━━━━━ Passage to read

Paul S. Otellini, former chief executive officer at Intel and a UC Berkeley Haas School of Business graduate, died Monday at the age of 66.
Otellini served as Intel’s CEO from 2005 until his retirement in 2013. During his tenure, Intel generated more revenue than it had in the company’s previous 45 years, according to a statement on Intel’s website.
After joining Intel in 1974, Otellini worked in sales and marketing and held several other positions before becoming the company’s first CEO without a background in engineering. According to colleagues, Otellini’s marketing experience guided his business style.
“His marketing mindset was reflected in his relentless focus on the customer, and it served him well,” said Haas dean Richard Lyons, who knew Otellini personally, in an email.
Otellini graduated from Haas with an MBA in 1974. He remained connected with the business school as a member of the Haas School Board, and he and his wife Sandy contributed $1 million toward a classroom in the school’s Chou Hall, which opened this fall.
Otellini was named Haas’ Business Leader of the Year in 2006 for his “ability to lead and to inspire a global workforce, and for his unwavering commitment to conducting business with integrity,” according to the Haas website.
During Otellini’s tenure as CEO, Intel grew in sales from $34 billion to $53 billion. In 2005, the company partnered with Apple, which began using Intel technology in its Macintosh computer line.

━━━━━━━━━━
━━━━━ Data extracts

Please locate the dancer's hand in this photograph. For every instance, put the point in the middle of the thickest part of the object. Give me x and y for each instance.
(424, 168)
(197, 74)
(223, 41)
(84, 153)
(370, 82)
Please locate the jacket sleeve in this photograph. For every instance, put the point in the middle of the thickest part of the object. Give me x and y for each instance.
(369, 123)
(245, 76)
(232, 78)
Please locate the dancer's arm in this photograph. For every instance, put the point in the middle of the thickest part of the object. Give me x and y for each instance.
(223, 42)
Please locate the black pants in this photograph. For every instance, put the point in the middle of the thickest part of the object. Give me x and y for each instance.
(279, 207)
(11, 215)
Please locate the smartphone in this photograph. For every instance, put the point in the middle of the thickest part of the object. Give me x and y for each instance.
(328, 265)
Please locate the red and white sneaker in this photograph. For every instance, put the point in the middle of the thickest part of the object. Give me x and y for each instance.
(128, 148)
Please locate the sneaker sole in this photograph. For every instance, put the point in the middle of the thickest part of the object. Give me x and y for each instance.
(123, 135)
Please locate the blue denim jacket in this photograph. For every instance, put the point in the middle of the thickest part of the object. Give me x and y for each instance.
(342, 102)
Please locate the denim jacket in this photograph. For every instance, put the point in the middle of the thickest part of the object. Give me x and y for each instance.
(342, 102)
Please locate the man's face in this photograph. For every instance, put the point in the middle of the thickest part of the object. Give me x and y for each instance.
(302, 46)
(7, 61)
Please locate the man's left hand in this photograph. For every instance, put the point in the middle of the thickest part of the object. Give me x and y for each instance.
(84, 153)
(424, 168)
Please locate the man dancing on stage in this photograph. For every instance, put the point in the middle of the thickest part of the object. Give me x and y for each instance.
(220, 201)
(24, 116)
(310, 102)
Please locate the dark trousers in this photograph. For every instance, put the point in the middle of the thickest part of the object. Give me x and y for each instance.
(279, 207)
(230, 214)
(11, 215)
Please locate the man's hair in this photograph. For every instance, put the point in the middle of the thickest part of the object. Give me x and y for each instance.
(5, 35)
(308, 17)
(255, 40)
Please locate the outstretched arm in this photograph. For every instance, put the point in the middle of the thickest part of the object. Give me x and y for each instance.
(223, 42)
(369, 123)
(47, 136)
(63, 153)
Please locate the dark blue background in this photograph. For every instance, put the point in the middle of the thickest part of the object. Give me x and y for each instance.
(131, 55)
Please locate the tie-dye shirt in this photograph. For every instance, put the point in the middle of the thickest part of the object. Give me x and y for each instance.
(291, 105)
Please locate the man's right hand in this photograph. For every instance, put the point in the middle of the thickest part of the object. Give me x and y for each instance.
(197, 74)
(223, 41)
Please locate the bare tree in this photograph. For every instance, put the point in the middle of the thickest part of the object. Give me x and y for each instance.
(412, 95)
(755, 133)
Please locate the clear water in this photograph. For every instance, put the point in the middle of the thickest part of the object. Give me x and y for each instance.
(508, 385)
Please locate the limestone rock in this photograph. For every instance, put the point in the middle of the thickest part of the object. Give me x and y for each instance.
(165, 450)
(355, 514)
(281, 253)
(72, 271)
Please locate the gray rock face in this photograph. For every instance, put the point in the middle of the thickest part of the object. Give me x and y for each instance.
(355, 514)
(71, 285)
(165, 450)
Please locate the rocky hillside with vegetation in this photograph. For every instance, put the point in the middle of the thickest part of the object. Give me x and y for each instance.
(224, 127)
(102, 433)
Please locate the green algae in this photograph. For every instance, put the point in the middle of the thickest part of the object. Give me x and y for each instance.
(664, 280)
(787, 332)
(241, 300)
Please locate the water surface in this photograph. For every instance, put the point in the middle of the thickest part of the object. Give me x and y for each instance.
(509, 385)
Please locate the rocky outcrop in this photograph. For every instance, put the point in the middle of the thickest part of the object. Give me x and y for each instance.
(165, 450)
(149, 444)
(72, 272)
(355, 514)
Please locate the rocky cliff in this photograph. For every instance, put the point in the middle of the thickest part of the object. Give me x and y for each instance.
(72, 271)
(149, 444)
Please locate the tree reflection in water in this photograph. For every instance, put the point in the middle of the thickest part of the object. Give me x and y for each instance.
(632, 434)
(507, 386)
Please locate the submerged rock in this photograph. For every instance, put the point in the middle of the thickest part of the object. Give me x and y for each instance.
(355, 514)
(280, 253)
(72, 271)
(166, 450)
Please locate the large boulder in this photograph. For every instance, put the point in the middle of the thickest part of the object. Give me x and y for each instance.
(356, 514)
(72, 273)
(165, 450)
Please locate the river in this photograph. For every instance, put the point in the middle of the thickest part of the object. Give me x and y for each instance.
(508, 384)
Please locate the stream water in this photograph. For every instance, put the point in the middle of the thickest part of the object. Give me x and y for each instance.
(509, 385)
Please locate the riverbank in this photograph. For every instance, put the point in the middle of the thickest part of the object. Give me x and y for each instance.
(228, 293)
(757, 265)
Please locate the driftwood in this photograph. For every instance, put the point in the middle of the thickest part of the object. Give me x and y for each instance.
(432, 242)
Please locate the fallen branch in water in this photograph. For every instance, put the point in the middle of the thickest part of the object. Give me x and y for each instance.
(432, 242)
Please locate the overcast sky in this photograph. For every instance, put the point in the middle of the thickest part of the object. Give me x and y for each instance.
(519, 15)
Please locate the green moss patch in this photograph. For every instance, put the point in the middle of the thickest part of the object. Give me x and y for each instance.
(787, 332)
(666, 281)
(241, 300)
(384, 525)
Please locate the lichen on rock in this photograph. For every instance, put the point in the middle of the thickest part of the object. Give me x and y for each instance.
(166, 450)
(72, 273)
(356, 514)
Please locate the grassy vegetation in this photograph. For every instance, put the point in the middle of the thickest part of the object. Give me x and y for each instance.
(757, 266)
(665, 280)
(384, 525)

━━━━━━━━━━

#### [The task]
Answer these from the article about Paul Otellini:
1. In what year did Otellini join Intel?
2. How much did Otellini and his wife Sandy contribute toward a classroom in Chou Hall?
3. To what figure did Intel's sales grow during Otellini's time as CEO?

#### [Result]
1. 1974
2. $1 million
3. $53 billion (up from $34 billion)